##### Extracted material #####
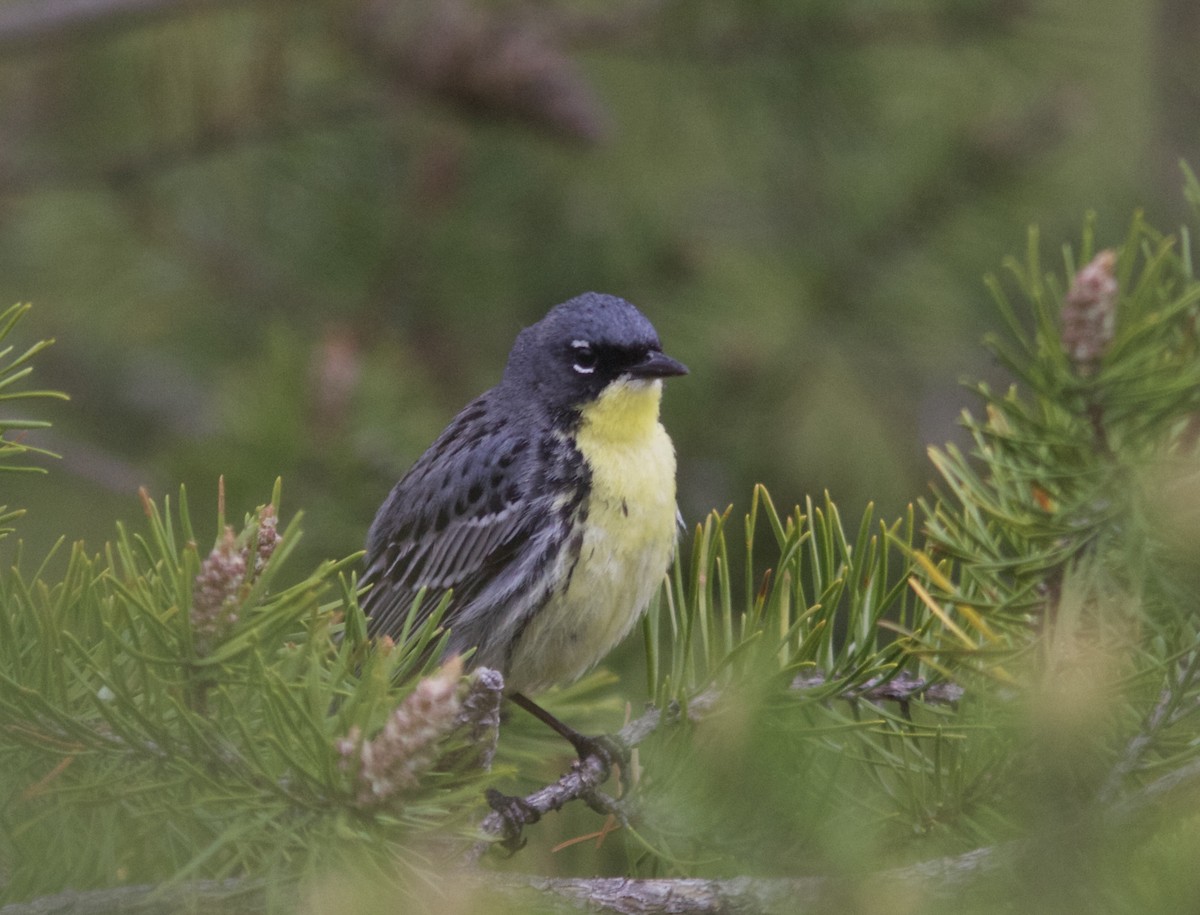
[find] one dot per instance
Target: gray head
(581, 347)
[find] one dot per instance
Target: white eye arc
(585, 357)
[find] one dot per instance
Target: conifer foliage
(988, 703)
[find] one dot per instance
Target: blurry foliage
(294, 238)
(987, 704)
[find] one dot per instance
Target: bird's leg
(605, 747)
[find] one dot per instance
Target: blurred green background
(294, 238)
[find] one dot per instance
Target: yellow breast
(629, 538)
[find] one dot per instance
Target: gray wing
(455, 520)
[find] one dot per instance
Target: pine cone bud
(1089, 315)
(216, 593)
(391, 764)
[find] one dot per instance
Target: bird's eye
(585, 357)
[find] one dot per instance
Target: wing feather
(454, 521)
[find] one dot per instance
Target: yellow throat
(629, 537)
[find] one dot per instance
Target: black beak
(658, 365)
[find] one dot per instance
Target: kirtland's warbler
(547, 506)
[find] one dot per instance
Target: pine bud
(391, 764)
(216, 593)
(1089, 315)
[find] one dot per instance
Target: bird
(546, 507)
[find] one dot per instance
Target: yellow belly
(628, 543)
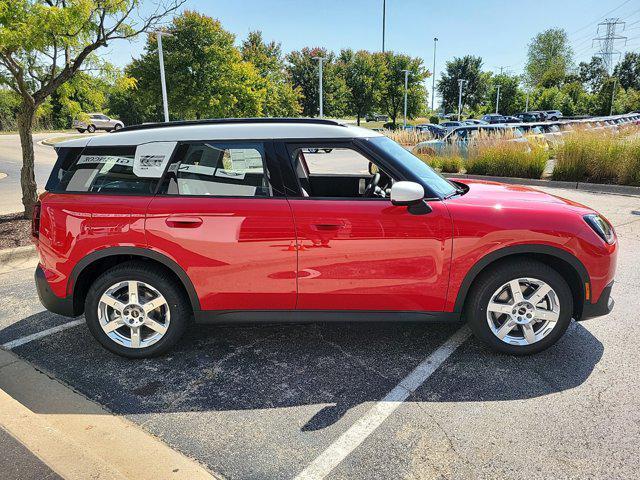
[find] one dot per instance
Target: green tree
(282, 99)
(393, 86)
(468, 68)
(512, 98)
(628, 71)
(592, 74)
(205, 73)
(44, 43)
(549, 58)
(364, 74)
(303, 71)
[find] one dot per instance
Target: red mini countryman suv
(148, 228)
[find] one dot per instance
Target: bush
(508, 159)
(600, 157)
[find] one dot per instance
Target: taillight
(35, 220)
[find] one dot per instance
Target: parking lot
(272, 401)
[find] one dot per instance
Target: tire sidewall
(175, 300)
(476, 311)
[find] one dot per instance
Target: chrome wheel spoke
(155, 326)
(133, 291)
(529, 334)
(113, 325)
(541, 292)
(500, 308)
(516, 291)
(135, 337)
(547, 315)
(506, 328)
(153, 304)
(114, 303)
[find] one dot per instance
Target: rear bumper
(603, 306)
(50, 301)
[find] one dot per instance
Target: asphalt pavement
(267, 401)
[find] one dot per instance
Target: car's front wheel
(520, 307)
(136, 310)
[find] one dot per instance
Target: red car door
(358, 253)
(371, 255)
(220, 218)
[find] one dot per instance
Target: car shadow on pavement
(334, 366)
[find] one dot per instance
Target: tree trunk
(26, 117)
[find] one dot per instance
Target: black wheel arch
(568, 265)
(87, 269)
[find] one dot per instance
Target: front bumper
(50, 301)
(603, 306)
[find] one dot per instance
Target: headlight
(601, 227)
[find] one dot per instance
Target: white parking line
(367, 424)
(45, 333)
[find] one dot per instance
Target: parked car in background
(450, 125)
(97, 121)
(474, 121)
(553, 115)
(155, 226)
(434, 129)
(493, 118)
(527, 117)
(376, 117)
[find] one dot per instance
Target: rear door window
(219, 169)
(107, 170)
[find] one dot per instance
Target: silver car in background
(97, 121)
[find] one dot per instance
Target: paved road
(262, 402)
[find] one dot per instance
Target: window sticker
(152, 158)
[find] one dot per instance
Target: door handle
(183, 222)
(326, 226)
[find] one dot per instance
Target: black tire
(158, 278)
(475, 311)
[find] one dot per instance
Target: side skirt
(302, 316)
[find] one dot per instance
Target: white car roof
(252, 129)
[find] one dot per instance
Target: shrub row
(599, 157)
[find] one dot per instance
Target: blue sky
(497, 30)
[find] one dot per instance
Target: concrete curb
(76, 437)
(18, 258)
(589, 187)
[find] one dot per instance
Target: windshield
(429, 177)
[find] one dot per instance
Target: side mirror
(406, 193)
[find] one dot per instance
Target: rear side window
(219, 169)
(99, 170)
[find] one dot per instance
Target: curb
(589, 187)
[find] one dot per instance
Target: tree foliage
(468, 68)
(549, 58)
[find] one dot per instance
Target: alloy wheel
(133, 314)
(523, 311)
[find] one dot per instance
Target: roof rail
(223, 121)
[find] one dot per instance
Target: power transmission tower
(608, 41)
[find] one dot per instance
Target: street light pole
(461, 82)
(384, 21)
(163, 83)
(433, 74)
(406, 88)
(320, 60)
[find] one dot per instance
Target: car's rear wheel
(520, 308)
(136, 310)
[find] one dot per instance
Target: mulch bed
(15, 231)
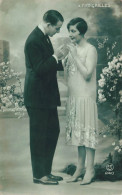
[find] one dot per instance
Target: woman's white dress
(82, 117)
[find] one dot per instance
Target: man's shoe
(45, 181)
(55, 178)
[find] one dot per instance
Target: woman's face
(74, 34)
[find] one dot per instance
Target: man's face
(53, 29)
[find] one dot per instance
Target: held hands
(60, 52)
(72, 50)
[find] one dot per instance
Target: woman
(81, 128)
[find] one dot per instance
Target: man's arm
(39, 63)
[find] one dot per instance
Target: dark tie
(48, 39)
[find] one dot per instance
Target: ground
(15, 164)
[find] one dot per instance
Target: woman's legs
(80, 165)
(90, 172)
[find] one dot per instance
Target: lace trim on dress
(84, 133)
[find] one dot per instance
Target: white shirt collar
(41, 28)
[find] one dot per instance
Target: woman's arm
(91, 61)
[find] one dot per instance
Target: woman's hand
(72, 50)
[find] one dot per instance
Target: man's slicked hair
(52, 16)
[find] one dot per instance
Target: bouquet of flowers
(110, 83)
(110, 90)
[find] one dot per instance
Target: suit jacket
(41, 87)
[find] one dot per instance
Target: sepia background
(17, 19)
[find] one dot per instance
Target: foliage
(11, 98)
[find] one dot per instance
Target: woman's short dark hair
(80, 23)
(53, 16)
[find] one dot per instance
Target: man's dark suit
(41, 98)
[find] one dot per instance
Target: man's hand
(59, 53)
#####
Exercise goal
Pictures excluded, set down all the entries exactly.

Result of the task
[find] one dot per instance
Target: gray head
(581, 347)
[find] one dot per instance
Target: white eye arc
(585, 357)
[find] one dot per instance
Target: conifer foliage
(988, 703)
[find] one dot per instance
Target: blurry foliage
(294, 238)
(987, 704)
[find] one dot per instance
Target: bird's leg
(605, 747)
[find] one dot per instance
Target: blurred green background
(294, 238)
[find] one dot per instance
Target: yellow breast
(629, 538)
[find] one dot per instance
Target: gray wing
(455, 520)
[find] one dot per instance
Target: pine cone bud
(1089, 315)
(216, 593)
(391, 764)
[find] one dot per instance
Target: bird's eye
(585, 357)
[find] one dot per instance
Target: wing feather
(454, 521)
[find] one dot per instance
Target: yellow throat
(629, 537)
[find] one dot per instance
Target: black beak
(658, 365)
[find] one dot per instance
Target: kirtland's warbler
(547, 506)
[find] one dot per instance
Target: pine bud
(391, 764)
(216, 593)
(1089, 315)
[find] one dot per instance
Target: bird
(546, 507)
[find] one dot per instance
Target: yellow belly
(628, 543)
[find] one dot per instance
Target: green tree
(282, 99)
(393, 86)
(468, 68)
(512, 98)
(628, 71)
(592, 74)
(205, 73)
(44, 43)
(549, 58)
(364, 74)
(303, 71)
[find] one dot per instance
Target: red mini countryman suv
(148, 228)
[find] one dot per instance
Target: bush
(508, 159)
(600, 157)
[find] one dot per instance
Target: taillight
(35, 220)
[find] one dot per instance
Target: parking lot
(272, 401)
[find] one dot per instance
Target: tire sidewall
(175, 300)
(476, 311)
[find] one dot per instance
Target: chrome wheel spoke
(155, 326)
(133, 291)
(529, 334)
(113, 325)
(541, 292)
(500, 308)
(516, 291)
(135, 337)
(547, 315)
(506, 328)
(153, 304)
(114, 303)
[find] one dot per instance
Target: rear bumper
(603, 306)
(50, 301)
[find] one dot per instance
Target: asphalt pavement
(267, 401)
[find] one dot per instance
Target: car's front wheel
(520, 307)
(136, 310)
[find] one dot per instance
Target: red car door
(358, 253)
(371, 255)
(220, 218)
[find] one dot per instance
Target: car shadow on pavement
(334, 366)
[find] one dot per instance
Target: tree trunk
(26, 117)
[find] one dot per instance
Target: black wheel arch
(568, 265)
(87, 269)
[find] one dot per instance
Target: front bumper
(50, 301)
(603, 306)
[find] one dot per instance
Target: headlight
(601, 227)
[find] one dot per instance
Target: white parking line
(367, 424)
(45, 333)
[find] one dot per instance
Target: parked car in background
(450, 125)
(97, 121)
(474, 121)
(553, 115)
(155, 226)
(434, 129)
(493, 118)
(527, 117)
(376, 117)
[find] one dot per instance
Target: rear door window
(219, 169)
(107, 170)
[find] one dot per instance
Target: silver car in background
(97, 121)
[find] one dot per instance
Target: paved road
(262, 402)
[find] one dot per instance
Target: window sticker
(152, 158)
[find] one dot per instance
Target: door handle
(183, 222)
(326, 226)
[find] one dot per instance
Target: black tire
(158, 278)
(475, 311)
[find] one dot per instance
Target: side skirt
(302, 316)
[find] one dot per instance
Target: white car roof
(252, 129)
[find] one dot per instance
Target: shrub row
(599, 157)
[find] one dot per instance
Target: blue sky
(497, 30)
[find] one dot per instance
Target: concrete curb
(76, 437)
(18, 258)
(589, 187)
[find] one dot per instance
Target: windshield
(429, 177)
[find] one dot per instance
Target: side mirror
(406, 193)
[find] one dot per instance
Target: rear side window
(219, 169)
(99, 170)
[find] one dot per instance
Target: curb
(589, 187)
[find] one dot per instance
Target: tree foliage
(468, 68)
(549, 58)
[find] one dot per instance
Target: alloy wheel
(133, 314)
(523, 311)
[find] one dot per instance
Target: roof rail
(223, 121)
[find] one dot per instance
Target: power transmission tower
(608, 41)
[find] one dot per instance
Target: street light pole
(461, 82)
(384, 21)
(163, 83)
(433, 74)
(406, 88)
(320, 60)
[find] one dot per instance
Target: car's rear wheel
(520, 308)
(136, 310)
[find] one dot per instance
Target: mulch bed
(15, 231)
[find] one dot per instance
Target: woman's white dress
(82, 117)
[find] one dot per instance
Target: man's shoe
(45, 181)
(55, 178)
[find] one dot per instance
Target: woman's face
(74, 34)
[find] one dot per instance
Target: man's face
(53, 29)
[find] one dot per instance
Target: held hands
(60, 52)
(72, 50)
[find] one dot per instance
Target: woman
(81, 128)
[find] one dot per instance
Target: man's arm
(39, 63)
[find] one dot per instance
Target: dark tie
(48, 39)
[find] one dot per instance
Target: ground
(15, 164)
[find] one dot per instance
Target: woman's legs
(80, 165)
(90, 172)
[find] one dot per instance
Target: lace trim on dress
(84, 133)
[find] one dot per instance
Target: white shirt collar
(41, 28)
[find] one dot per instance
Target: woman's arm
(91, 61)
[find] one dot per instance
Target: woman's hand
(72, 50)
[find] one dot per instance
Target: man's slicked hair
(52, 16)
[find] one dot per instance
Target: bouquet of flowers
(110, 83)
(110, 90)
[find] one dot per instance
Target: suit jacket
(41, 87)
[find] one dot per instance
Target: sepia background
(17, 19)
[find] one dot per instance
Target: foliage
(11, 98)
[find] one dot per instance
Target: woman's short dark hair
(80, 23)
(53, 16)
[find] one dot per instance
Target: man's dark suit
(41, 98)
[find] one dot per instance
Target: man's hand
(59, 53)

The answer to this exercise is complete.